» **BRIEF**: Rewrite the listing, replacing "black trousers" with "dark pants" and keeping everything else unchanged.
** Begin THE RECORDS **
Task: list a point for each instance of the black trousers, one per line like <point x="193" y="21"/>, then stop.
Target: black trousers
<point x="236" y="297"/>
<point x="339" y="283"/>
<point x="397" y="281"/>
** End THE RECORDS **
» **RESULT OF THIS TASK**:
Task: list a point for each instance of the dark pants, one per line like <point x="193" y="21"/>, then stop.
Target: dark pants
<point x="236" y="297"/>
<point x="339" y="283"/>
<point x="397" y="281"/>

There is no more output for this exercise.